» Brief
The entries that follow should be repeated exactly, with no pictures kept.
(Beginning of Provided data)
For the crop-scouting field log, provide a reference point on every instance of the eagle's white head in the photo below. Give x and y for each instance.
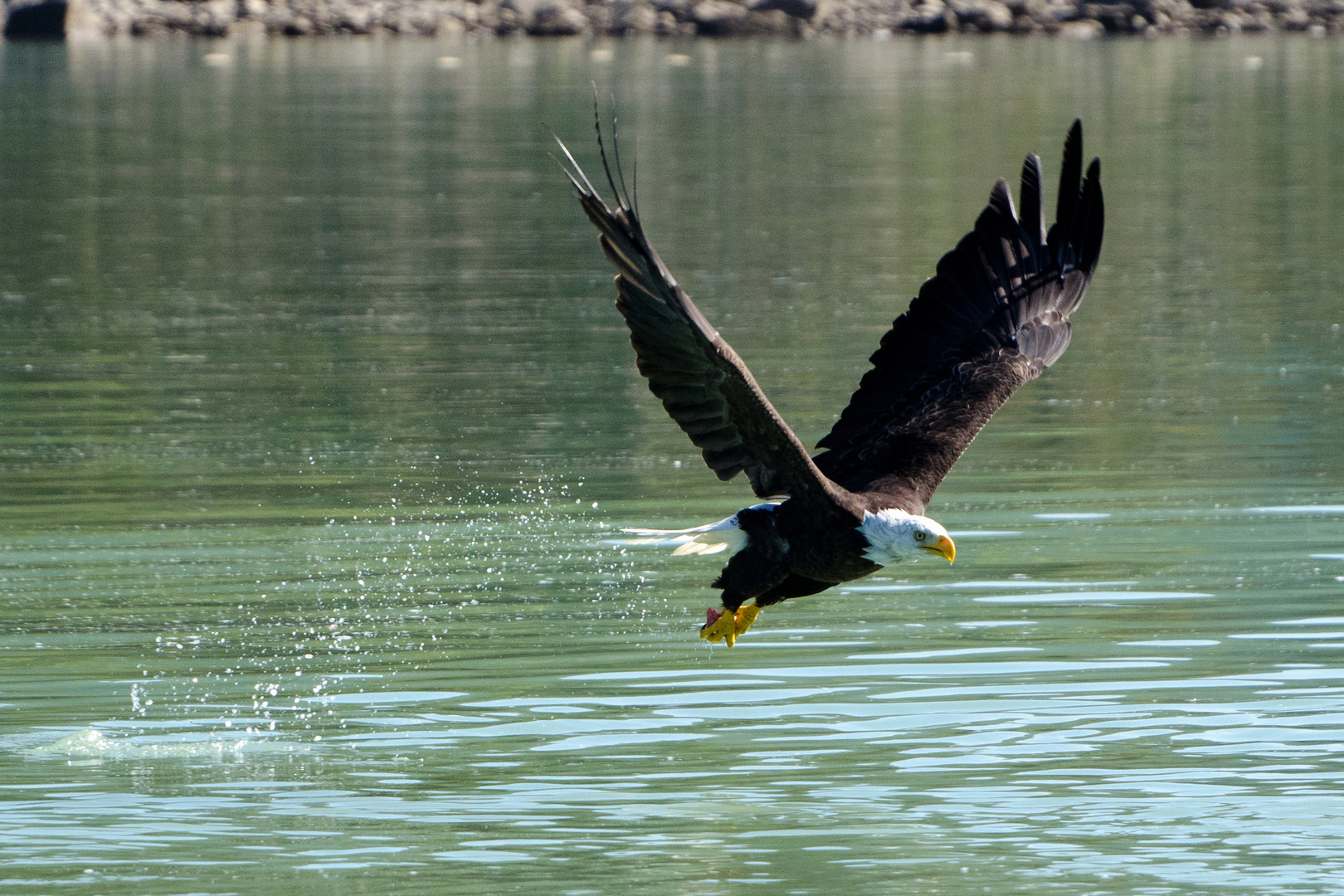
(895, 536)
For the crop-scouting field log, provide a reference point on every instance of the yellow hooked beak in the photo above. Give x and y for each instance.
(942, 546)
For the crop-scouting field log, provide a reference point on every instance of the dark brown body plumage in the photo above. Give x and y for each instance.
(992, 319)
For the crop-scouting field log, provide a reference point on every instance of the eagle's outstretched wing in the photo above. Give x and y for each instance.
(992, 319)
(702, 382)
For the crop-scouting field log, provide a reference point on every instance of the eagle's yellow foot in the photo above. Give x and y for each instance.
(728, 626)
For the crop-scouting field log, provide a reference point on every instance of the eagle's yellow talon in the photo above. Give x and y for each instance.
(728, 626)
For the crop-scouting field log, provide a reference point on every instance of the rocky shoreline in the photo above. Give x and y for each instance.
(800, 19)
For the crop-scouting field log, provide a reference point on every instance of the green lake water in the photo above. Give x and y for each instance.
(318, 431)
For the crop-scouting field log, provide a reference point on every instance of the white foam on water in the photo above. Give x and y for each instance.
(91, 743)
(1190, 642)
(996, 624)
(385, 696)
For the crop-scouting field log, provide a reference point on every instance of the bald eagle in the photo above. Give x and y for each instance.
(993, 316)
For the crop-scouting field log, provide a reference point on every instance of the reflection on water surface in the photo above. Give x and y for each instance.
(319, 433)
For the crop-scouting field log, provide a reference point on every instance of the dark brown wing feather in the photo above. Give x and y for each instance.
(992, 319)
(702, 382)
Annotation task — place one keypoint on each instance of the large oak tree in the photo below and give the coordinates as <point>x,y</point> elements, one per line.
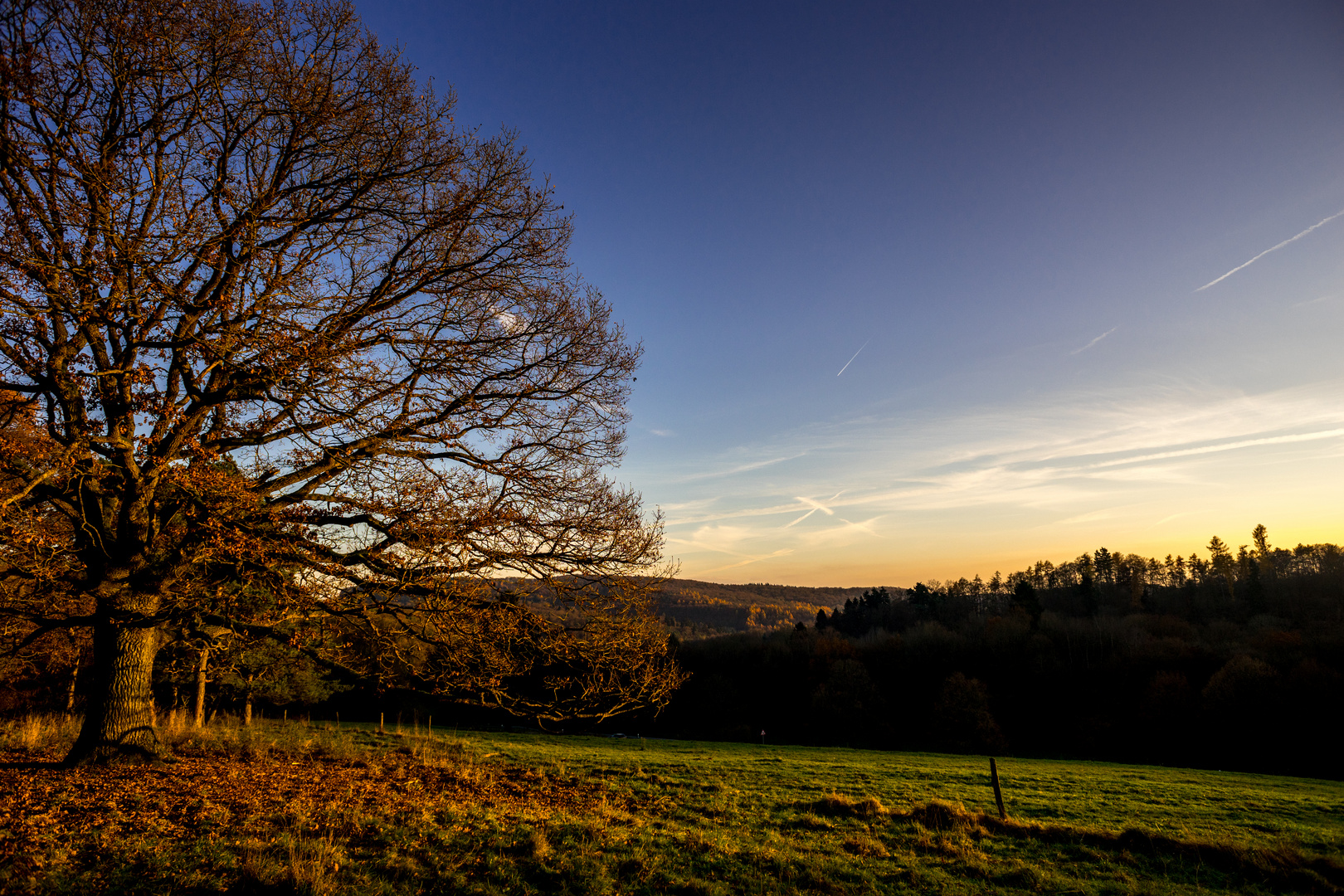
<point>292,355</point>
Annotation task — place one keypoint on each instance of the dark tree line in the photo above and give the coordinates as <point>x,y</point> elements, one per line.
<point>1230,661</point>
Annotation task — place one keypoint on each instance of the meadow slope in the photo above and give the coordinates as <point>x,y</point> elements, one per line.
<point>321,811</point>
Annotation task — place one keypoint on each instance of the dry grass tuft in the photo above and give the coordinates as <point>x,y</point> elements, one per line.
<point>841,806</point>
<point>938,815</point>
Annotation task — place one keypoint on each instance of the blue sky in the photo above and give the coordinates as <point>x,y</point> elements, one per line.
<point>1010,208</point>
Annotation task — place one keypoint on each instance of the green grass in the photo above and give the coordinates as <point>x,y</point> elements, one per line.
<point>485,813</point>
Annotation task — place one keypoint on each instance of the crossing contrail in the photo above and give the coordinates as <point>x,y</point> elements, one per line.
<point>1094,342</point>
<point>866,345</point>
<point>1270,250</point>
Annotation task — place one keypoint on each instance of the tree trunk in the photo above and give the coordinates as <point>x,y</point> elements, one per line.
<point>71,691</point>
<point>197,707</point>
<point>119,720</point>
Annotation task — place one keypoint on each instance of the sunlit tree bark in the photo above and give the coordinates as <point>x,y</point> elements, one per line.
<point>304,358</point>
(End of Provided data)
» Expected answer
For the crop-scouting field log, provide a reference point on every instance of the eagle's white head in the photo below. Give x and y for each instance.
(895, 536)
For the crop-scouting field log, provide a reference point on every instance of the yellow hooked beak in the photo above. Give x and y for each instance.
(942, 546)
For the crop-scouting field log, provide a reference point on every instance of the dark brown body plumage in the photo above. Give x and y for each instance.
(992, 319)
For the crop-scouting field log, provide a reference point on every instance of the eagle's outstretched wing in the photo above. Give x and y for each instance.
(992, 319)
(702, 382)
For the crop-scouting field log, provide a reference point on every instance of the eagle's yellow foot in the photo above. Give x and y for each instance.
(728, 626)
For the crop-scouting field log, provide a reference point on every instance of the eagle's yellow talon in the photo above. Give x and y for each instance.
(728, 626)
For the crop-scouting field log, provide a reference point on every instance of the rocky shoreline in the photo above. Give x and y for each instance.
(800, 19)
For the crop-scouting field log, provide a reference point on every instance of the green lake water in the photo above. Give x and y for each instance.
(318, 431)
For the crop-scouting field log, provide a reference point on every instance of the white foam on water in the photo above. Give x and y for each instance.
(91, 743)
(1190, 642)
(996, 624)
(385, 696)
For the crop-scouting field log, provide a reference point on every instance of the bald eagle in the photo above. Give x and y for each instance.
(993, 316)
For the crop-scouting field log, provide a reference point on every instance of the reflection on water surface in the photo above. Give x and y for each instance.
(319, 433)
For the crop-scouting field log, provide a reference point on every instance of the dark brown wing feather in the photo above. Give x and y for each instance.
(992, 319)
(702, 382)
Annotation task — place one keypoint on each instance of the large oak tree in the photo below and give the coordinates as <point>x,y</point> elements, one per line.
<point>292,355</point>
Annotation task — place one keypoint on each instance of the dark tree line in the photo above and give the coordinates as <point>x,y</point> elements, one per line.
<point>1230,661</point>
Annotation task — place one keypoint on each instance of the meadow slope in the photo above and give the coordinates as <point>x,y</point> elements, one per line.
<point>321,811</point>
Annotation task — place one keypoint on each instance of the dry grass tuft in the photo above and give the coordinates as <point>x,y</point> elements, one per line.
<point>841,806</point>
<point>938,815</point>
Annotation task — place one keypoint on each instance of the blue sky in the photo above and give the coordinates as <point>x,y</point> elements, one per line.
<point>1010,208</point>
Annotation task — place one keypoint on each instance of the green grass in the photo above and give the coordinates as <point>x,y</point> elements, one per line.
<point>485,813</point>
Annotation task — place one keypoint on each instance of the crossing contrail in the photo above and give the coordinates as <point>x,y</point> elements, one per line.
<point>1094,342</point>
<point>866,345</point>
<point>1270,250</point>
Annotation task — place one keypoint on each instance of the tree trunk in the photo above and give the coordinates as <point>x,y</point> elements, one per line.
<point>71,691</point>
<point>197,707</point>
<point>119,720</point>
Annotation task — place one keypoint on each instance of the sunlit tree bark in the photo above and give the coordinates as <point>x,y</point> elements, one per line.
<point>304,358</point>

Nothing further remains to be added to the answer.